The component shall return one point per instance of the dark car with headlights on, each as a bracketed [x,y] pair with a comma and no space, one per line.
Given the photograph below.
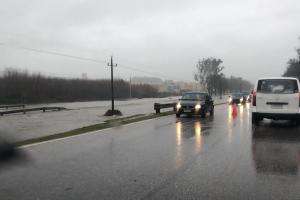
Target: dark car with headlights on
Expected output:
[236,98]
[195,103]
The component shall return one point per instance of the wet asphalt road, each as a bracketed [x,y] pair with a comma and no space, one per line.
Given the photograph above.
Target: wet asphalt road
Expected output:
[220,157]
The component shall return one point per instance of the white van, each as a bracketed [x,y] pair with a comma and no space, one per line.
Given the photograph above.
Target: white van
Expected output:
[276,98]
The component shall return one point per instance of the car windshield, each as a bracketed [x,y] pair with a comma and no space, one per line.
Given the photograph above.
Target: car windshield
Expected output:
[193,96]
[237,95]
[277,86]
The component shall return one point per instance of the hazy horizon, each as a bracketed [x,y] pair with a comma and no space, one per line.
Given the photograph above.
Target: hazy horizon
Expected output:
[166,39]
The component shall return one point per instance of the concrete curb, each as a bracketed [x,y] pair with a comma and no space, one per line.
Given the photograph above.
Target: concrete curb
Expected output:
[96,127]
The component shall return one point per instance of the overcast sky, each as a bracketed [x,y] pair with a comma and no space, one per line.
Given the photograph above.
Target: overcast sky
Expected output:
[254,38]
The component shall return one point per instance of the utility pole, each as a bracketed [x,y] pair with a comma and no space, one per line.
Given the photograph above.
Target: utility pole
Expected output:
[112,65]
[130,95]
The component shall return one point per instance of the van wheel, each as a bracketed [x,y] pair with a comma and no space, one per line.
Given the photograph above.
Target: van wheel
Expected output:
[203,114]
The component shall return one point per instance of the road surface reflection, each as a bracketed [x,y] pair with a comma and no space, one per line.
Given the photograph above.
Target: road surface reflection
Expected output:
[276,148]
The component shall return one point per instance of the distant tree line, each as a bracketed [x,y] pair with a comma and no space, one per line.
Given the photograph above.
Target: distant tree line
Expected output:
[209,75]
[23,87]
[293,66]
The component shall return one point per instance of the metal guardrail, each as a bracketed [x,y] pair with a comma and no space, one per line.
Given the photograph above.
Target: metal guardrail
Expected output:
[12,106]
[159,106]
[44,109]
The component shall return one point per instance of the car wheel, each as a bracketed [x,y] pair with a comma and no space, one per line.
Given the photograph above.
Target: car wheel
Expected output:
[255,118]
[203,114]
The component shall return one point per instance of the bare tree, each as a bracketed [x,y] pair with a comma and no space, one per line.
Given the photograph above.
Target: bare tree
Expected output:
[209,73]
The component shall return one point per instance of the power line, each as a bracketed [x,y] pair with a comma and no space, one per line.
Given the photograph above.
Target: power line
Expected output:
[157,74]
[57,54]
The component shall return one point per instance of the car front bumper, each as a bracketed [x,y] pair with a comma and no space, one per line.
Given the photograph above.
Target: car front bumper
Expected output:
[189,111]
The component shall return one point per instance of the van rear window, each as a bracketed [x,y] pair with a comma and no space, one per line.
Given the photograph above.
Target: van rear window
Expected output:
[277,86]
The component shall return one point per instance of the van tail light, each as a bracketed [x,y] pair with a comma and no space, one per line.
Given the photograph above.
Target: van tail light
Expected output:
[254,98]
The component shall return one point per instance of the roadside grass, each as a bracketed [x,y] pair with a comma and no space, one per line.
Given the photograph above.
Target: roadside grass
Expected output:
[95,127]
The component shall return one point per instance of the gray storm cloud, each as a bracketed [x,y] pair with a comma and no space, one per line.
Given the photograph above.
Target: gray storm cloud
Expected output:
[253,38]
•••••
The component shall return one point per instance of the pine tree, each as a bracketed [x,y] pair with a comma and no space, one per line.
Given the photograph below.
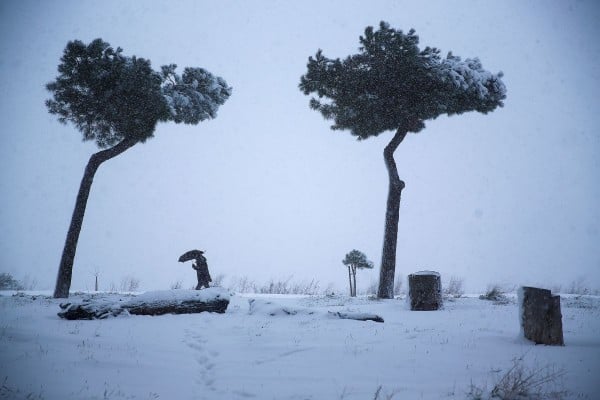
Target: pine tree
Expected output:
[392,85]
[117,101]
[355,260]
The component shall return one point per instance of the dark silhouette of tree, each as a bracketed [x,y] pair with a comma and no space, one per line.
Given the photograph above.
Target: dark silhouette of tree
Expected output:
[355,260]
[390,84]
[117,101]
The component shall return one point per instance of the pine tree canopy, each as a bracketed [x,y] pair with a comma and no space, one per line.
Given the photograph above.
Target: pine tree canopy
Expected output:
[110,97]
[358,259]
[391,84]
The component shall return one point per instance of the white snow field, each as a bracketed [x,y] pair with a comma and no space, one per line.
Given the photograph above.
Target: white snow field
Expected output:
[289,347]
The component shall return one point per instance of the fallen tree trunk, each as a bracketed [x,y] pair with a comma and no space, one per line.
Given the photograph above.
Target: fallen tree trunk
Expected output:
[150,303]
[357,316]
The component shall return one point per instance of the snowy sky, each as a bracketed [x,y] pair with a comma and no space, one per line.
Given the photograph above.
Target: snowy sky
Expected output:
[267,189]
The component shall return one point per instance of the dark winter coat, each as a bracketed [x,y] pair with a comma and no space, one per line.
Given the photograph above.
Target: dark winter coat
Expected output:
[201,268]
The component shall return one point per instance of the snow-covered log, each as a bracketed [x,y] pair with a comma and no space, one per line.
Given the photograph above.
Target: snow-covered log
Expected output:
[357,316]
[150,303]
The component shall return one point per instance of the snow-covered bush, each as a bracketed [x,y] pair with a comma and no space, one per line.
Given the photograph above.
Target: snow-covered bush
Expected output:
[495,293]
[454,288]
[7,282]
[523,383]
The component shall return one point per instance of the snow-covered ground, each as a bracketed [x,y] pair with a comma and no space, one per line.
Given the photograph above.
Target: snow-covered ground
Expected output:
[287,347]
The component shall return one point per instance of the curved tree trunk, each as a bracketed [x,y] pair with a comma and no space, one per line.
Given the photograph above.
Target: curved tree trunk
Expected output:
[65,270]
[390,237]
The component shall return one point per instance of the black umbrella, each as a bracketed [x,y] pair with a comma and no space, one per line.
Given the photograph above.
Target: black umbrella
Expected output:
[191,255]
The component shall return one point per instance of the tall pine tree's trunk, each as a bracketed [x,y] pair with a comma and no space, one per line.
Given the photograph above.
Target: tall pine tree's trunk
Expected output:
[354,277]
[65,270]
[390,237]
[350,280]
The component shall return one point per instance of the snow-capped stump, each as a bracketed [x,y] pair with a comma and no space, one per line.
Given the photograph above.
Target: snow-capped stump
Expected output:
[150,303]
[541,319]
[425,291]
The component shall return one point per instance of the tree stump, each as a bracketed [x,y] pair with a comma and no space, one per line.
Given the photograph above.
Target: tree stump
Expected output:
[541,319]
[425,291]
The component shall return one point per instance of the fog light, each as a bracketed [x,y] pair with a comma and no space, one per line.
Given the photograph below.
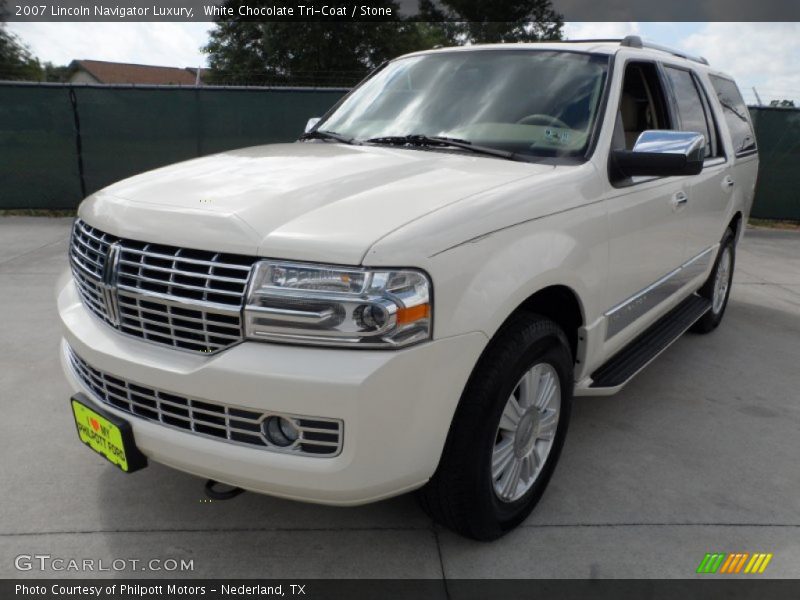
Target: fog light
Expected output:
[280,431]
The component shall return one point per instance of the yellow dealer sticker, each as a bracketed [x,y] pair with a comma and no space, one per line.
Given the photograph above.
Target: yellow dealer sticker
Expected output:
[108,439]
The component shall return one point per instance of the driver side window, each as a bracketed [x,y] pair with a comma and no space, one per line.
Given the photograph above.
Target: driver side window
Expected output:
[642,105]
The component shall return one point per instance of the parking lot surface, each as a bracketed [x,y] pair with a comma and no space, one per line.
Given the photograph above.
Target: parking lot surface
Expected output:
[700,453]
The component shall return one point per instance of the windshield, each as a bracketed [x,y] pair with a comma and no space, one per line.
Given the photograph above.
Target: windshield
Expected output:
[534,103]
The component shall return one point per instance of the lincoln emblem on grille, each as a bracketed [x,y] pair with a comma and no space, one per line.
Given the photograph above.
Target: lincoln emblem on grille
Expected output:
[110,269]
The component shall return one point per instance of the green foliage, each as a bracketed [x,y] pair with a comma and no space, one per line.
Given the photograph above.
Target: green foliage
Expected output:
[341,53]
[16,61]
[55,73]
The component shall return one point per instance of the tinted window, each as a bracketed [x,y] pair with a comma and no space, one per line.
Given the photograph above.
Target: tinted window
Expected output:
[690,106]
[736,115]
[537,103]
•••••
→ **WORK TASK**
Search the material for the string "storm" and show every line that has it.

→ **YOUR SOLUTION**
The component shall return one point per instance of the gray storm cloud, each as a bracketed [x,y] pair with a comma and no space, one per line.
Target: gray storm cloud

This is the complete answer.